:: Material ::

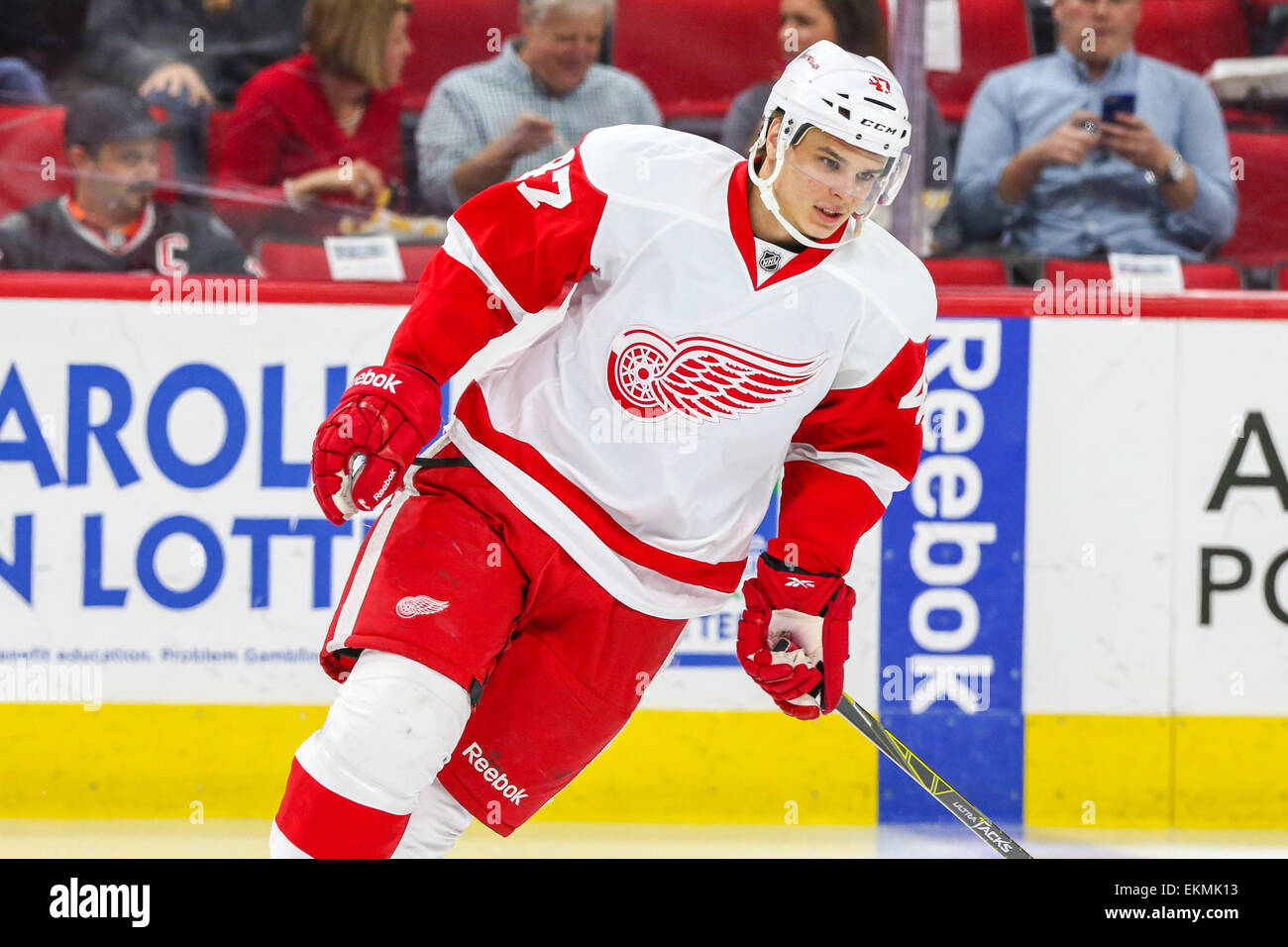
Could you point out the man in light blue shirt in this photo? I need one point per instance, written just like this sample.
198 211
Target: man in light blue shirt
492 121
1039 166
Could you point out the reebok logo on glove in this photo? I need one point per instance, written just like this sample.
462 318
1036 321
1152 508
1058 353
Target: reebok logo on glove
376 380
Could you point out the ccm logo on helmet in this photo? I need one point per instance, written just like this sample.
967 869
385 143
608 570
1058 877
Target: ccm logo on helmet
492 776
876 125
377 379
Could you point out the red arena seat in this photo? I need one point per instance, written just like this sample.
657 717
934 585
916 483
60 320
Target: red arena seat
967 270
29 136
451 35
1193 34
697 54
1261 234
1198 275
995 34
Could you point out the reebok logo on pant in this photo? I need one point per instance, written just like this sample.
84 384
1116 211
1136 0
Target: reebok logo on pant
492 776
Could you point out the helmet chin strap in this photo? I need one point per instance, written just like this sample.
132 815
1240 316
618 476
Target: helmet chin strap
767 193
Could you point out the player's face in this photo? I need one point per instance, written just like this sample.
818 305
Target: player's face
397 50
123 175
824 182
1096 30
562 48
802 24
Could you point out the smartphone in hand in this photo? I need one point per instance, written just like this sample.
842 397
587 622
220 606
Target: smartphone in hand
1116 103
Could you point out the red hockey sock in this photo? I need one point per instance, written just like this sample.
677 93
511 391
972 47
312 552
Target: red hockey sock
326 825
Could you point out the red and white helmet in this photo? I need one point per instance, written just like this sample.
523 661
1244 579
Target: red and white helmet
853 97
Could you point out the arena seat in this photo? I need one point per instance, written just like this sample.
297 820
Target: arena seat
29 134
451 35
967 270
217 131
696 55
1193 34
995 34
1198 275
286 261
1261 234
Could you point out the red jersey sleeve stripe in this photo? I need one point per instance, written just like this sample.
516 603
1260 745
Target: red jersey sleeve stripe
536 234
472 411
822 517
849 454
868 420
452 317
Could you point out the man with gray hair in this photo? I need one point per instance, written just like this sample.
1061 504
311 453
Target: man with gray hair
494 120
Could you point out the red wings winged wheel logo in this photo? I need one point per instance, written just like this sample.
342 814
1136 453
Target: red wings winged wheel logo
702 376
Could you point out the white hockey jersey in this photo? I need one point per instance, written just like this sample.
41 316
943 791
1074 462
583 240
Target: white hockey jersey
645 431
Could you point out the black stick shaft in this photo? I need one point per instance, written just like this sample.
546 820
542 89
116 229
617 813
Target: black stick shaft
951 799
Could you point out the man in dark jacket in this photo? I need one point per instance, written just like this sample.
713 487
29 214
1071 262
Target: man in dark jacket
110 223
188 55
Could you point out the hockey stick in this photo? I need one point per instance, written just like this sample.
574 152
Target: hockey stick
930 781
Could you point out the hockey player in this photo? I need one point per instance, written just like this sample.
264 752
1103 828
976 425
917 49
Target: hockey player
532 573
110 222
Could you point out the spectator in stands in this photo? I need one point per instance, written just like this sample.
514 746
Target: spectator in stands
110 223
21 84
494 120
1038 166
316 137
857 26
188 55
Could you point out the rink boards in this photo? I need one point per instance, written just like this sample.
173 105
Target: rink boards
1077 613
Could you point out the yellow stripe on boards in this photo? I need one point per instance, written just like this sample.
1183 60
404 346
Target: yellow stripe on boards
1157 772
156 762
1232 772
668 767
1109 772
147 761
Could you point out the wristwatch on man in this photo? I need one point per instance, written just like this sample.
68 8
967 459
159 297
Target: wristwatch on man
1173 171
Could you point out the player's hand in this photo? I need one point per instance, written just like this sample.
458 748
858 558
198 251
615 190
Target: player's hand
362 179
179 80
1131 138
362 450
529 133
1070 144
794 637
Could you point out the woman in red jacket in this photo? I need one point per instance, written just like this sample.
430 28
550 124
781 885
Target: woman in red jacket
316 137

:::

**Brief**
Recast all of the data above as a Markdown table with the columns "Row" and "Line," numbering each row and skipping blank lines. Leave the pictures out of the table.

**Complete response**
| Row | Line |
|---|---|
| 1 | Could you point out the man in light blue shirt in this photo? I need one point per instance, written just like this sample. |
| 2 | 198 211 |
| 3 | Target: man in light blue shirt |
| 4 | 492 121 |
| 5 | 1039 166 |
| 6 | Could you point out the reebok logo on glove in this photo? I need one point per instance, written just like this sample. |
| 7 | 462 318 |
| 8 | 1036 321 |
| 9 | 1152 508 |
| 10 | 1058 353 |
| 11 | Target: reebok logo on glove |
| 12 | 376 380 |
| 13 | Could you point out the ccm logo on helmet in this photo? I need one point per instance, written just like this sample. |
| 14 | 967 869 |
| 15 | 385 143 |
| 16 | 608 570 |
| 17 | 1058 877 |
| 18 | Target: ccm logo on helmet |
| 19 | 492 776 |
| 20 | 876 125 |
| 21 | 377 379 |
| 22 | Could you point out the red arena seat in this photo? I need one point per instance, written just like this sample. |
| 23 | 657 717 |
| 24 | 934 585 |
| 25 | 916 483 |
| 26 | 60 320 |
| 27 | Target: red arena seat |
| 28 | 967 270 |
| 29 | 29 136 |
| 30 | 451 35 |
| 31 | 1193 34 |
| 32 | 697 54 |
| 33 | 1261 234 |
| 34 | 1198 275 |
| 35 | 995 34 |
| 36 | Could you point out the reebok logo on pant in this photo? I need one point per instance, written just like this sample. |
| 37 | 84 384 |
| 38 | 1116 211 |
| 39 | 1136 0 |
| 40 | Target: reebok logo on pant |
| 41 | 492 776 |
| 42 | Could you point out the helmet chin strap in this photo? I need one point per instance, written just like this sample. |
| 43 | 132 815 |
| 44 | 1240 316 |
| 45 | 618 476 |
| 46 | Target: helmet chin strap |
| 47 | 767 193 |
| 48 | Could you point out the player's face in this photo? I need one point per instance, written just like this sample. |
| 49 | 818 305 |
| 50 | Target: player's face |
| 51 | 397 50 |
| 52 | 123 175 |
| 53 | 824 182 |
| 54 | 1096 30 |
| 55 | 562 48 |
| 56 | 802 24 |
| 57 | Could you point out the smartphone in hand in this photo? I need one point per instance, written just like this sample. |
| 58 | 842 397 |
| 59 | 587 622 |
| 60 | 220 606 |
| 61 | Target: smartphone in hand |
| 62 | 1116 103 |
| 63 | Could you point out the red hockey sock in this photo? I need one point per instance, written just like this sample. |
| 64 | 677 93 |
| 65 | 511 391 |
| 66 | 972 47 |
| 67 | 312 552 |
| 68 | Target: red hockey sock |
| 69 | 326 825 |
| 70 | Could you point out the red and white helmet in this photo? I need one point per instance, written just like this sample. |
| 71 | 523 661 |
| 72 | 1244 579 |
| 73 | Target: red and white helmet |
| 74 | 853 97 |
| 75 | Could you point out the arena seat in this photo? I need one point per instance, written just like this sample. |
| 76 | 297 820 |
| 77 | Target: arena seat |
| 78 | 29 134 |
| 79 | 451 35 |
| 80 | 967 270 |
| 81 | 217 131 |
| 82 | 696 55 |
| 83 | 1193 34 |
| 84 | 995 34 |
| 85 | 1198 275 |
| 86 | 286 261 |
| 87 | 1261 234 |
| 88 | Could you point out the red jersey sleeve stripe in this photo? I need one point per instance, written just like this sample. |
| 89 | 516 603 |
| 90 | 1260 745 |
| 91 | Target: red jersey sleeve stripe |
| 92 | 536 234 |
| 93 | 472 411 |
| 94 | 822 517 |
| 95 | 849 454 |
| 96 | 868 420 |
| 97 | 452 317 |
| 98 | Could you point out the man with gray hair in this photo? I need one point per instance, written just like this sample. |
| 99 | 1061 504 |
| 100 | 311 453 |
| 101 | Target: man with gray hair |
| 102 | 494 120 |
| 103 | Could you point out the red wings winged wheel logo in this photo? I need one point per instance, written just like this sample. |
| 104 | 342 814 |
| 105 | 1136 453 |
| 106 | Target: red wings winged wheel logo |
| 107 | 702 376 |
| 108 | Could you point out the white hockey jersey in this photo? I need one point per instance, written just like this sample. |
| 109 | 41 316 |
| 110 | 943 791 |
| 111 | 1074 462 |
| 112 | 583 240 |
| 113 | Target: white hockey jersey |
| 114 | 645 431 |
| 115 | Could you point out the black stick shaft in this photo? I need one point per instance, written just like this sample. |
| 116 | 546 820 |
| 117 | 542 89 |
| 118 | 116 229 |
| 119 | 617 813 |
| 120 | Target: black stick shaft |
| 121 | 951 799 |
| 122 | Could you point out the man in dark jacket in this photo? I need one point per instance, written just like this sample. |
| 123 | 713 487 |
| 124 | 29 214 |
| 125 | 1071 262 |
| 126 | Target: man in dark jacket |
| 127 | 110 223 |
| 128 | 188 55 |
| 129 | Could you point out the hockey stick in this photo? I need one point per instance, written just like this sample. |
| 130 | 574 152 |
| 131 | Target: hockey stick |
| 132 | 930 781 |
| 133 | Could you point out the hockey player in this photo? I need one point per instance, written just like this sample. |
| 134 | 264 752 |
| 135 | 1103 828 |
| 136 | 976 425 |
| 137 | 917 49 |
| 138 | Target: hockey player |
| 139 | 532 573 |
| 140 | 110 222 |
| 141 | Could you point out the spectator in stands in this photo? I need one point per instance, written just like this sample. |
| 142 | 514 746 |
| 143 | Target: spectator in stands |
| 144 | 110 223 |
| 145 | 21 84 |
| 146 | 494 120 |
| 147 | 1038 166 |
| 148 | 316 137 |
| 149 | 857 26 |
| 150 | 188 55 |
| 151 | Could you point out the rink boards in this photo? I need one point per instance, written just like this sample. |
| 152 | 173 105 |
| 153 | Target: rink boards |
| 154 | 1077 613 |
| 155 | Could you point out the yellow stripe on boards in this photo? I need one point per instance, written just like this sample. |
| 156 | 1183 60 |
| 157 | 404 346 |
| 158 | Target: yellow stripe on boards |
| 159 | 1157 772 |
| 160 | 156 762 |
| 161 | 1232 772 |
| 162 | 668 767 |
| 163 | 1109 772 |
| 164 | 147 761 |
| 165 | Could you point out the wristwatch on man in this photo? I need one point per instance, written just like this sample. |
| 166 | 68 8 |
| 167 | 967 459 |
| 168 | 159 297 |
| 169 | Target: wristwatch on man |
| 170 | 1173 171 |
| 171 | Could you point out the player's hand in this photo? I need one point per instance, written just like this sample. |
| 172 | 458 748 |
| 173 | 858 558 |
| 174 | 198 251 |
| 175 | 615 190 |
| 176 | Target: player's hand |
| 177 | 362 179 |
| 178 | 179 80 |
| 179 | 1131 138 |
| 180 | 362 450 |
| 181 | 529 133 |
| 182 | 1070 144 |
| 183 | 794 637 |
| 184 | Could you point out the woman in red jacket in this photo? I need one point per instance, written just like this sample. |
| 185 | 430 28 |
| 186 | 550 124 |
| 187 | 781 885 |
| 188 | Target: woman in red jacket |
| 189 | 316 137 |